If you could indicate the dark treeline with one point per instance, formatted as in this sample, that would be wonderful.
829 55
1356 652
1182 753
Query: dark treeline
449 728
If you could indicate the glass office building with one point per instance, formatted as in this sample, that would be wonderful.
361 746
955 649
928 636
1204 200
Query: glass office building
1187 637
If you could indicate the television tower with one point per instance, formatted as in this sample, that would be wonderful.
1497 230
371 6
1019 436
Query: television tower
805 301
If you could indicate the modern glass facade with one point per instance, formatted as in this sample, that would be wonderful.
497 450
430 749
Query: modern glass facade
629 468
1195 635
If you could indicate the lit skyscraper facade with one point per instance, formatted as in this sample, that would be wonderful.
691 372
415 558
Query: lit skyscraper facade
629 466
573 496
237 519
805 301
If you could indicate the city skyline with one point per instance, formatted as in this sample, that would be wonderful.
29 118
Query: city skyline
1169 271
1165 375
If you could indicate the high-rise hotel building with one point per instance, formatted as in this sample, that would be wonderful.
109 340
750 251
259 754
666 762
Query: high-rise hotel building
=-=-=
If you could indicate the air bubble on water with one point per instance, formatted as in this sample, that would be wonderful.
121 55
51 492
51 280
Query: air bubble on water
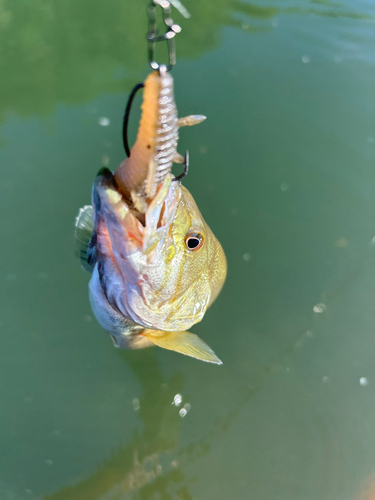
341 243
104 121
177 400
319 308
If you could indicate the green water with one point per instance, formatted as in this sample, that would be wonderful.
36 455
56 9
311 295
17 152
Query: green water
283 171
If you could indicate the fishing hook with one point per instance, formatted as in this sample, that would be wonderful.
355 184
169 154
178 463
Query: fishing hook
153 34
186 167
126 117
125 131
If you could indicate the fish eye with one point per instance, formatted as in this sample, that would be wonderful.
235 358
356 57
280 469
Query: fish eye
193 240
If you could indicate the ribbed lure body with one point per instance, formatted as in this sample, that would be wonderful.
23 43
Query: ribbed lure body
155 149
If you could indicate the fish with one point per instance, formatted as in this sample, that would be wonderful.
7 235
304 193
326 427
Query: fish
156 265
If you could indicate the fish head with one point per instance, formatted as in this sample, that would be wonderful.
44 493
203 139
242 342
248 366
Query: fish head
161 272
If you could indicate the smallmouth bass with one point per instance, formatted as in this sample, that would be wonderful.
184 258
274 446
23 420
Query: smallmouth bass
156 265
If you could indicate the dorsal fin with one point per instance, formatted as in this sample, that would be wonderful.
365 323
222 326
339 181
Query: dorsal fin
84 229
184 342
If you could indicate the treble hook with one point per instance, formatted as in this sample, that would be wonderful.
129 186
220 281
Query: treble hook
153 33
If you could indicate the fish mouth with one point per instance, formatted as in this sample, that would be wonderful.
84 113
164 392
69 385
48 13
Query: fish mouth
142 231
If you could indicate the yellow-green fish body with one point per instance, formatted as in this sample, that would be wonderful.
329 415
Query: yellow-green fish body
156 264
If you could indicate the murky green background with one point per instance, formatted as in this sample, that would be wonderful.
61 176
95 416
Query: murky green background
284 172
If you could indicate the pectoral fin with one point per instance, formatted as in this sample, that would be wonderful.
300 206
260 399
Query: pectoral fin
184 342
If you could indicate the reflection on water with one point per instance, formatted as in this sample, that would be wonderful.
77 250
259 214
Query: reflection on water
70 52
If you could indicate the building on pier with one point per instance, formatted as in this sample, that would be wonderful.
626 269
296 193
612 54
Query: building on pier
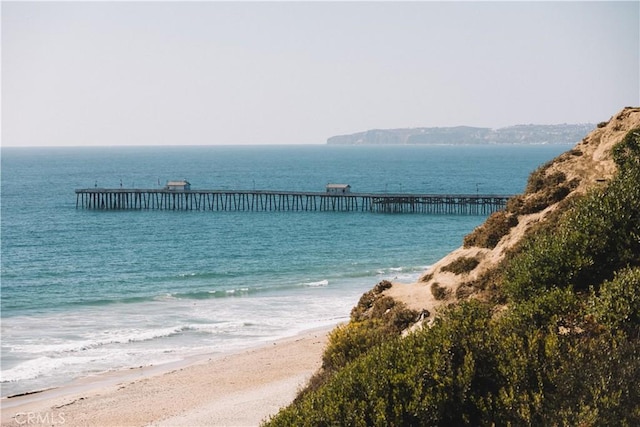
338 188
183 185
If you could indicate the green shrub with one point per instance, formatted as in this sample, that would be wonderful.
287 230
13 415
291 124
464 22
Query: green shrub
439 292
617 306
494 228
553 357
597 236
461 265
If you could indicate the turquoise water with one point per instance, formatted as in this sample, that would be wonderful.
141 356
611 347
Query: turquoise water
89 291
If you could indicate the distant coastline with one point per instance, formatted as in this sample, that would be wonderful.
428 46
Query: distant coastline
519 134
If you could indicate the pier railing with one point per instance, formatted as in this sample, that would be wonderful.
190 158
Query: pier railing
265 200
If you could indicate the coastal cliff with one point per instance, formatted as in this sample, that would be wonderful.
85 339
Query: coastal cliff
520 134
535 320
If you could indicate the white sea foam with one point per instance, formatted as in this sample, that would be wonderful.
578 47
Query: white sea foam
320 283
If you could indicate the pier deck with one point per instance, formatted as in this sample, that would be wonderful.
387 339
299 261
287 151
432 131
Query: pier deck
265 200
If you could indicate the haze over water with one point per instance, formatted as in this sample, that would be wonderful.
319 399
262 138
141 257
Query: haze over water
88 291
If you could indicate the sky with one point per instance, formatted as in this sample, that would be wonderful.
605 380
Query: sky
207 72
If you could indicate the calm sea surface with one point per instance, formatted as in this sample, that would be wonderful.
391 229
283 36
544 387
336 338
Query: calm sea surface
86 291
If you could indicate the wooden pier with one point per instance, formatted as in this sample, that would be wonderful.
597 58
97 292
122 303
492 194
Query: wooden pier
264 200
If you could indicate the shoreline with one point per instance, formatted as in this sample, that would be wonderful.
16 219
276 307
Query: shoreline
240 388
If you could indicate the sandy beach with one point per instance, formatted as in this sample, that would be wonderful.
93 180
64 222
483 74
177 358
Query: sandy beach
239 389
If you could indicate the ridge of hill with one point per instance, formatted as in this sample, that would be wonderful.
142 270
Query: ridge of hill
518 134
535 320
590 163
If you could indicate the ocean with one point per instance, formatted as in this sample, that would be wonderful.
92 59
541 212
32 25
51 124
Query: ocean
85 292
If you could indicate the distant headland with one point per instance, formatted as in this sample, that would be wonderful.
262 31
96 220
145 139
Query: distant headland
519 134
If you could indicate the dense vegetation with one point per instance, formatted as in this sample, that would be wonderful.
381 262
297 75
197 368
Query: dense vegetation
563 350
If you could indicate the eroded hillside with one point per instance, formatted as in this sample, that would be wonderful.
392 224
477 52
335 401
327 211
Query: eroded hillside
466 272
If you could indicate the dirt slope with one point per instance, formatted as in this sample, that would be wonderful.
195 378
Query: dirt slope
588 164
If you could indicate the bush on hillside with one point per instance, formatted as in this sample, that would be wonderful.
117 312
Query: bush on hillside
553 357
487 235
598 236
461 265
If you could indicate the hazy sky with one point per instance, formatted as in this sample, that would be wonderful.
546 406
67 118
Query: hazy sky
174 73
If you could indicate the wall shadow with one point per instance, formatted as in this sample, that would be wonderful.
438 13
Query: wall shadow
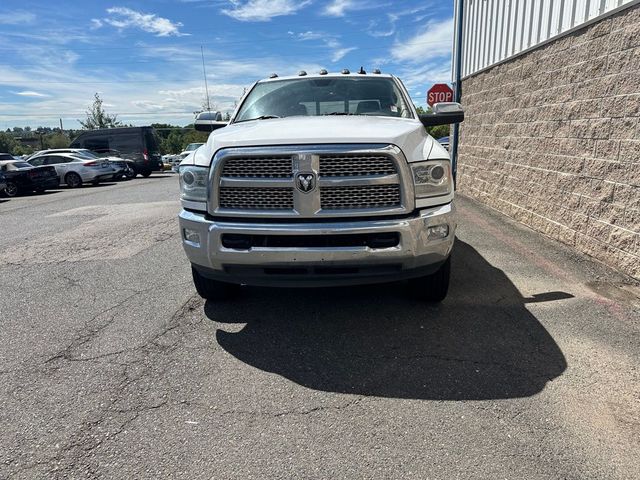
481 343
=-=-=
[Work task] Show each line of the material that includes the string "rise" by copying it.

[Response below]
If you could indicate the high-rise hotel building with one point per instance, formatted as in this sample, that would be wonderful.
Query: high-rise hotel building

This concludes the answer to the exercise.